Excerpts from a point labeling dataset
- - - - -
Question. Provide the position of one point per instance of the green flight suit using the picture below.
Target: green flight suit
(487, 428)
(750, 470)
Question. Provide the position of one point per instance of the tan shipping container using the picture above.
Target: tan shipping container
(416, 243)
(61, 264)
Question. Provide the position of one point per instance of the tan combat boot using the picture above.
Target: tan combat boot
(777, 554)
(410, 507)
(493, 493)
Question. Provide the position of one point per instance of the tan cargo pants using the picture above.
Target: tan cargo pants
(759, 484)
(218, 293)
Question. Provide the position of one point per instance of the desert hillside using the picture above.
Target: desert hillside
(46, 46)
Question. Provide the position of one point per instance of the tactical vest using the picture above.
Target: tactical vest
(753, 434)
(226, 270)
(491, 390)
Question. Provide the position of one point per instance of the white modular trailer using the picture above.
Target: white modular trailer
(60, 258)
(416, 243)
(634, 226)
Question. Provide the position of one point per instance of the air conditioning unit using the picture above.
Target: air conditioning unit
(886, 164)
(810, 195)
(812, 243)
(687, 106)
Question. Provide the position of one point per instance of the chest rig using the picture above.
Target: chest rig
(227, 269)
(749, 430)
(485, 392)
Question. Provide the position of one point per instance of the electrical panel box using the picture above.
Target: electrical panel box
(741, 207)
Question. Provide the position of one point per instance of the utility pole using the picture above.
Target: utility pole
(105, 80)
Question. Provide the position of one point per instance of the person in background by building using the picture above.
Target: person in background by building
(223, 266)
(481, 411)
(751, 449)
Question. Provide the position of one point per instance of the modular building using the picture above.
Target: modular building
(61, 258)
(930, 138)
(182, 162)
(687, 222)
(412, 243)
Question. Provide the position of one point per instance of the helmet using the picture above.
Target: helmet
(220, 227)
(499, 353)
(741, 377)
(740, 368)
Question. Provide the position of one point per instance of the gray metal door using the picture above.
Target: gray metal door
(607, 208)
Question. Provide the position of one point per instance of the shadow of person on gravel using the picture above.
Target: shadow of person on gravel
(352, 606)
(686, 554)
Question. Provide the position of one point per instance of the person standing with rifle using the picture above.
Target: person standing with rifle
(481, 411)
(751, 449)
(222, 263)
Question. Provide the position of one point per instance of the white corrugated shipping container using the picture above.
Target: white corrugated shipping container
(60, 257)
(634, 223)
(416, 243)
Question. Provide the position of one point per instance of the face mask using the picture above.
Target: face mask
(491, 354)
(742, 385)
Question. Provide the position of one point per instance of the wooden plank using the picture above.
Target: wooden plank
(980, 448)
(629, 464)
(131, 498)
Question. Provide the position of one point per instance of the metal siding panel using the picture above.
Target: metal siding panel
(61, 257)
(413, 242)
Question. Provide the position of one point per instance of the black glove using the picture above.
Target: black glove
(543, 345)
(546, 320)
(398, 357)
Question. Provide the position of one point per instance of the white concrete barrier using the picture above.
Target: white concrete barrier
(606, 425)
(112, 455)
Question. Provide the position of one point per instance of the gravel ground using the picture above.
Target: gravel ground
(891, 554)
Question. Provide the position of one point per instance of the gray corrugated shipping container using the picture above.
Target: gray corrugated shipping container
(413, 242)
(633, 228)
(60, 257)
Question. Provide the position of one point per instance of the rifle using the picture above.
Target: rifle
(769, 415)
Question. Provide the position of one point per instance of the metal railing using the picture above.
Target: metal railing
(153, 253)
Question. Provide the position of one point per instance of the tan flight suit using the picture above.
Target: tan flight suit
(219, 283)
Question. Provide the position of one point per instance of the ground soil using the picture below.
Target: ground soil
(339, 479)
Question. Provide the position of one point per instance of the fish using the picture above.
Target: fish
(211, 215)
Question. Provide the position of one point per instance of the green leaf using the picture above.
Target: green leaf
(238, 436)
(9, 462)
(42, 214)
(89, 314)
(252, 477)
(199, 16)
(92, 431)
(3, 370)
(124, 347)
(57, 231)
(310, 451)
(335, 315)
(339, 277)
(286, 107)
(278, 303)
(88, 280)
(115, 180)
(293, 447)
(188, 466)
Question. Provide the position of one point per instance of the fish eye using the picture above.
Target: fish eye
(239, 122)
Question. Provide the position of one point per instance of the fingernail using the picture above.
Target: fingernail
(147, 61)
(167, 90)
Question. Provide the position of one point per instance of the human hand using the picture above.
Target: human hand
- - - - -
- REQUIRED WORK -
Update the records by changing every "the position" to "the location". Leave all other text as it stands.

- RESPONSE TO THIS TASK -
Question. Provide the location of one point per instance of the green flight suit using the picture below.
Target: green flight suit
(487, 428)
(750, 470)
Question. Provide the location of one point per instance of the tan shipping container using the picture above.
Target: tan shipping container
(416, 243)
(61, 264)
Question. Provide the location of one point per instance of the tan combat boot using the picture above.
Target: tan combat boot
(777, 554)
(410, 507)
(493, 493)
Question. Provide the location of one point per instance of the tan cargo pants using the picture above.
Target: tan cargo pants
(759, 484)
(218, 293)
Question. Provide the location of one point per instance of the desert hillside using the picture above.
Target: desert hillside
(46, 46)
Question. Provide the location of one point per instance of the tactical vest using the picture above.
Target: tactical vest
(753, 434)
(226, 270)
(491, 390)
Question. Provide the location of one point per instance of the white modular trailer using the picture above.
Target: white modular trailer
(60, 258)
(416, 243)
(634, 226)
Question. Provide the location of one point per instance of the air conditioning unit using the picture above.
Target: air conditioning unit
(886, 164)
(810, 195)
(812, 243)
(687, 106)
Question. Provide the location of one point per instance of the chest rig using the picture above.
Target: chest rig
(227, 269)
(749, 430)
(485, 392)
Question. Provide the location of one point per instance of the electrical panel box using the picture above.
Target: electrical panel box
(741, 207)
Question. Provide the location of one point per instance of the utility pole using the picture above.
Target: utility pole
(105, 80)
Question. Provide the location of one point per instance of the person in background by building using the picture above.
Target: person in background by building
(223, 266)
(481, 411)
(751, 449)
Question. Provide the location of one point per instance of the modular building using the picture above.
Target: modular building
(61, 258)
(930, 138)
(182, 162)
(687, 222)
(412, 243)
Question. Provide the location of one point per instance of the helmet using the picture above.
Target: helmet
(220, 227)
(499, 353)
(741, 377)
(740, 368)
Question. Provide the location of one point per instance of the gray metal door using the picture above.
Target: gray metal door
(607, 208)
Question. Provide the location of one point per instance of the shadow of person on gravel using the picture above.
Target: shadow of person on gravel
(352, 606)
(686, 554)
Question. Provide the location of one point per instance of the person standing with rifle using the picture above.
Target: person standing with rifle
(481, 411)
(751, 449)
(222, 263)
Question. Provide the location of one point per instance of the white corrugated shipping container using the picture above.
Target: white corrugated shipping container
(60, 257)
(634, 223)
(416, 243)
Question. Provide the location of one point per instance of the face mask using the picture above.
Target: face mask
(491, 354)
(742, 385)
Question. Provide the location of one point per instance of the wooden plank using the picture above.
Target: wooden plank
(980, 448)
(629, 464)
(131, 498)
Question. Provide the location of one point per instance of the metal siding panel using the picture above.
Target: metal siding panel
(61, 257)
(413, 242)
Question. Provide the location of one point per instance of the black glove using the picture above.
Target: black glove
(543, 345)
(546, 320)
(398, 357)
Question. Provide the location of one point per instance of the white concrete barrier using the picture above.
Target: white concrete barrier
(606, 425)
(112, 455)
Question. Provide the location of one point per instance of the gravel ground using the picture above.
Target: gravel ground
(891, 554)
Question. Provide the location of one point per instance of the gray corrugated shipping container using the picture above.
Target: gray corrugated shipping container
(413, 242)
(633, 228)
(60, 257)
Question. Provide the location of one point per instance of the rifle using the picture above.
Target: rifle
(769, 415)
Question. Provide the location of one point per instance of the metal railing using the picture above.
Target: metal railing
(153, 253)
Question. Provide the location of one point per instance of the tan flight suit using the picture above.
Target: tan flight suit
(219, 283)
Question. Provide the location of one point per instance of the ground soil using the picture below.
Target: ground soil
(339, 479)
Question. Provide the location of one point per instance of the fish using the picture above.
Target: fish
(211, 215)
Question. Provide the location of one point per instance of the green leaf using the picture above.
Target: green leaf
(238, 436)
(9, 462)
(42, 214)
(89, 314)
(252, 477)
(199, 16)
(92, 431)
(3, 370)
(124, 347)
(57, 231)
(310, 451)
(335, 315)
(339, 277)
(286, 107)
(278, 303)
(88, 280)
(115, 180)
(293, 447)
(188, 466)
Question. Provide the location of one point per instance of the fish eye using the picture above.
Target: fish eye
(239, 122)
Question. Provide the location of one point per instance of the fingernail using the picture above.
Target: fingernail
(147, 61)
(167, 90)
Question. Provide the location of one point per instance of the human hand using the picture above.
Target: human hand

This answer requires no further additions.